» STATED EXERCISE 1
In the article on The Secret Adventures of Jules Verne, translate this sentence into Spanish: "The show was filmed in Montreal, Quebec at an estimated cost of $30,000,000 CAD."
» STATED EXERCISE 2
Carry on the article about the series The Secret Adventures of Jules Verne from the point where it stops.

» EXTRACT
==========

- Created by: Gavin Scott
- Starring: Michael Praed Michel Courtemanche Chris Demetral
- Opening theme: "The Secret Adventures of Jules Verne Theme" by Nick Glennie-Smith
- Country of origin: Canada
- No. of seasons: 1
- No. of episodes: 22

Production
- Executive producers: Nicolas Clermont Pierre de Lespinois Neil Dunn Michael Huffington Richard Jackson Gavin Scott
- Producer: Michael Mullally
- Running time: 60 min.

Original release
- Network: CBC
- Release: 18 June – 16 December 2000

= The Secret Adventures of Jules Verne =

Television series

The Secret Adventures of Jules Verne is a Canadian science fiction television series that aired on CBC in Canada from June to December 2000, lasting for one season. The show is a fictionalized telling of the life of French author Jules Verne, placing him into the settings of the stories he wrote such as Twenty Thousand Leagues Under the Seas and Around the World in Eighty Days. In the United States, the show aired on the Sci-Fi Channel, premiering in early 2001. The Secret Adventures of Jules Verne was the first television series to be filmed in high-definition video, which made the series expensive to produce.

==Plot==
The show features a fictionalized portrayal of French author Jules Verne (Chris Demetral), along with portrayals of the characters Jean Passepartout (Michel Courtemanche) and Phileas Fogg (Michael Praed), both originating from Verne's 1873 work Around the World in Eighty Days. A new character is also created for the show: Phileas Fogg's cousin Rebecca (Francesca Hunt). The show's premise is of a young Verne being placed into scenarios similar to those of his stories prior to his having written them. Many of the show's settings are portrayed via special effects and computer-generated imagery. Publicity for the show described its imagery as being steampunk.

==Production==
The show was filmed in Montreal, Quebec at an estimated cost of $30,000,000 CAD. According to the Montreal Gazette, it was the most expensive television series ever shot in the city. English screenwriter Gavin Scott, who created the series, worked with producer Michael Mullally and production company Talisman Films to create the show. Executive producer Pierre de Lespinois chose to film in Montreal due to the city's architecture. The Secret Adventures of Jules Verne was the first television series to be recorded entirely in high-definition video; specifically, it used the HDCAM, a digital camera manufactured by Sony.

==Broadcast==
The show first aired on CBC in Canada in 2000. It was then broadcast in the United States on the Sci-Fi Channel, premiering in early 2001.

==========

» RECORDED DATA
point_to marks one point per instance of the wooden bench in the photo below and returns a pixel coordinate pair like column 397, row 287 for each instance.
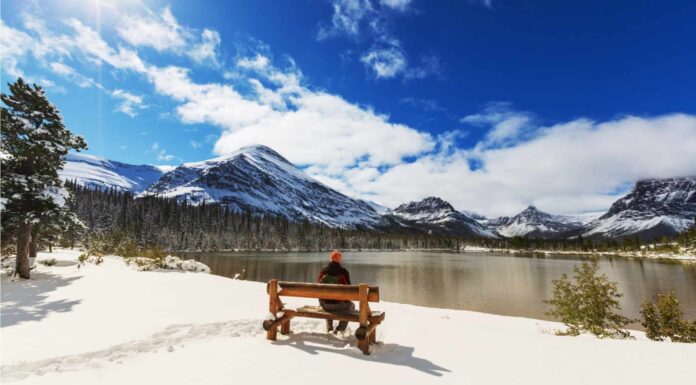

==========

» WRITTEN REPLY 1
El programa se filmó en Montreal, Quebec, con un costo estimado de 30.000.000 de dólares canadienses (CAD).

» WRITTEN REPLY 2
==Episodes==

| Episode | Title | Notable guest stars |
|---|---|---|
| 1. | In the Beginning | David Warner and Rick Overton |
| 2. | Queen Victoria and the Giant Mole | Tracy Scoggins |
| 3. | Rockets of the Dead | Patrick Duffy |
| 4. | The Cardinal's Design | John Rhys-Davies and René Auberjonois |
| 5. | The Cardinal's Revenge | John Rhys-Davies and René Auberjonois |
| 6. | The Eyes of Lazarus | Michael Moriarty and Margot Kidder |
| 7. | Lord of Air and Darkness | Sonia Vigneault and Rick Overton |
| 8. | Southern Comfort | Larissa Laskin, Sonia Vigneault and Rick Overton |
| 9. | Let There Be Light | Michael Yarmush |
| 10. | The Ballad of Steeley Joe |  |
| 11. | The Black Glove of Melchizedek | Kim Chan and Nigel Bennett |
| 12. | Dust to Dust | Pascale Bussieres |
| 13. | The Golem | Caroline Dhavernas |
| 14. | Crusader in the Crypt |  |
| 15. | The Strange Death of Professor Marechal | Polly Draper |
| 16. | The Rocket's Red Glare | Rick Overton |
| 17. | Rocket to the Moon | R. H. Thomson |
| 18. | The Inquisitor | Mako |
| 19. | Royalty | Geordie Johnson |
| 20. | Secret of the Realm | Rick Overton |
| 21. | The Victorian Candidate | Bill Paterson and Keir Cutler |
| 22. | The Book of Knowledge | David Warner and Michael McManus |

==Critical reception==
An uncredited review in the Times-Picayune rated the show 2.5 out of 4 stars, stating that "With its dark humor, odd machines of the Industrial Revolution, campy derring-do and attractive stars, The Secret Adventures of Jules Verne holds promise." Tom Shales of The Washington Post was less favorable, describing the show's premise as "silly" while also criticizing the directing, script, and characterization of Verne.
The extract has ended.